» **O que se pede**:
1. Indique, sem repetições, todos os artigos do CPC mencionados no excerto sobre a oposição por embargos de executado.
2. Transcreva do excerto sobre a oposição por embargos de executado o trecho que começa em "A 03/02/2025 foi" e vai até "Embargante em custas.", com estas palavras incluídas.

» **Excerto do documento**:
§
Invocou as exceções de prescrição quer do capital, quer dos juros, e de nulidade do processo por ineptidão do requerimento executivo. Invocou ainda que não teve conhecimento da cessão de crédito invocada pela exequente para fundamentar a sua legitimidade.
A oposição não foi objeto de despacho de admissão, tendo antes sido proferida a seguinte decisão:
“Nos autos de execução a que os presentes embargos se encontram apensos, e após o cumprimento das diligências previstas no art. 748.º do CPC, deu-se igualmente cumprimento ao disposto no 750.º, n.º 1 do CPC. Nos termos do 750.º, n.º 2 do CPC, se o exequente e o executado não indicarem bens à penhora, extingue-se sem mais a execução. Conforme decorre dos autos principais, a execução foi extinta, nos termos do referido art. 750.º, n.º 2 do CPC, o que importa também a extinção da presente oposição, que dela é dependência (cfr., neste sentido, o Acordão da Relação do Porto de 24/02/2015, P. 33364/03.4TJPRT-A.P1, em www.dgsi.pt). Em face do exposto, julga-se extinta a instância, por inutilidade superveniente da lide, na presente oposição por embargos do executado AA (art. 277.º, al. e] do CPC). Custas pelo embargante (art. 536.º, n.º 3 do CPC). Registe e notifique”.
* DA APELAÇÃO
O presente recurso de apelação visa exatamente este despacho, tendo o recorrente apresentado alegações e as seguintes conclusões:
I.
A 03/02/2025 foi o ora Apelante notificado da sentença proferida no âmbito do apenso de oposição mediante embargos de executado, pelo Juiz 3 do Juízo de Execução de Lisboa do Tribunal Judicial da Comarca de Lisboa, que julgou extinta a instância, por inutilidade superveniente da lide, em virtude de, nem Exequente nem Executado terem indicados bens à penhora, nos termos do 750.º, n.º 2 do CPC, extinguindo-se sem mais a instância executiva e, consequentemente, a presente oposição mediante embargos de executado, que dela é dependência (art. 277.º, al. e) do CPC), condenando ainda o Embargante em custas.
II.
Considera o Apelante que o Tribunal “a Quo” fez errada aplicação do direito, por isso não pode concordar com a sentença em apreço, nem com a fundamentação nela invocada, pretendendo ver a mesma alterada por uma que admita a oposição mediante embargos de executado, seguindo os seus trâmites legais e vindo, a final, a ser proferida uma decisão de mérito.
III.
Os autos de execução foram intentados em 02/11/2004, apresentando a Exequente como título executivo uma livrança no valor de 5.452,78€ que foi subscrita pelos Executados com data de vencimento a 09/09/2003.
§
» **Entradas de dados**:
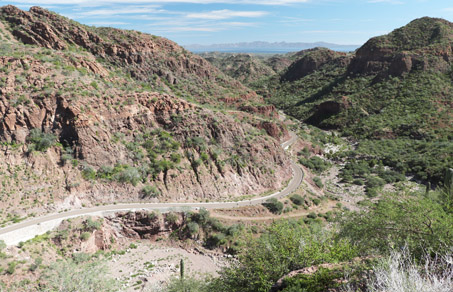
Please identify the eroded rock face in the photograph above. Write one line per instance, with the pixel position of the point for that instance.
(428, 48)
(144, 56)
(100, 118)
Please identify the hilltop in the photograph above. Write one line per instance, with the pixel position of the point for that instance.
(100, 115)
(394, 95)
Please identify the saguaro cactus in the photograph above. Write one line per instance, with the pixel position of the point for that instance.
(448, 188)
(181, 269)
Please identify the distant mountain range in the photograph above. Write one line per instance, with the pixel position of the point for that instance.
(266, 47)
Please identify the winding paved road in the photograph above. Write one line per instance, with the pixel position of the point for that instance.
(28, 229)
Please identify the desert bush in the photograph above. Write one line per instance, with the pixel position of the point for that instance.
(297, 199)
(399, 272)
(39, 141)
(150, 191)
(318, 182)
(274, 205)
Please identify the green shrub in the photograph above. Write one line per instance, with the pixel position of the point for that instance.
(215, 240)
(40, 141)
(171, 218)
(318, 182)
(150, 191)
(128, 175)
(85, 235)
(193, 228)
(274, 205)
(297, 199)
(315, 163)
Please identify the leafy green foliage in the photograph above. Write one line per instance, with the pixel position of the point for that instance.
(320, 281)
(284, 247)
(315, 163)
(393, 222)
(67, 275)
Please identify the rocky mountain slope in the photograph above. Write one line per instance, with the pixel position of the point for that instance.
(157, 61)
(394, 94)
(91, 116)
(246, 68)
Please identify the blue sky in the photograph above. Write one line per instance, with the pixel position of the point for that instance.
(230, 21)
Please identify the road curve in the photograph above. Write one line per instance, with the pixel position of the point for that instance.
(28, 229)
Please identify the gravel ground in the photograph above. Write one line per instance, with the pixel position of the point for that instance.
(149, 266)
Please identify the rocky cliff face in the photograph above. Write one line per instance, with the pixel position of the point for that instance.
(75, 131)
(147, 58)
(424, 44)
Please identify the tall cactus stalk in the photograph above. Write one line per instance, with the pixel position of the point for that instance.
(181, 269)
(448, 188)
§
» **Respostas ao exercício**:
1. 748.º, 750.º, 277.º, 536.º

2.
A 03/02/2025 foi o ora Apelante notificado da sentença proferida no âmbito do apenso de oposição mediante embargos de executado, pelo Juiz 3 do Juízo de Execução de Lisboa do Tribunal Judicial da Comarca de Lisboa, que julgou extinta a instância, por inutilidade superveniente da lide, em virtude de, nem Exequente nem Executado terem indicados bens à penhora, nos termos do 750.º, n.º 2 do CPC, extinguindo-se sem mais a instância executiva e, consequentemente, a presente oposição mediante embargos de executado, que dela é dependência (art. 277.º, al. e) do CPC), condenando ainda o Embargante em custas.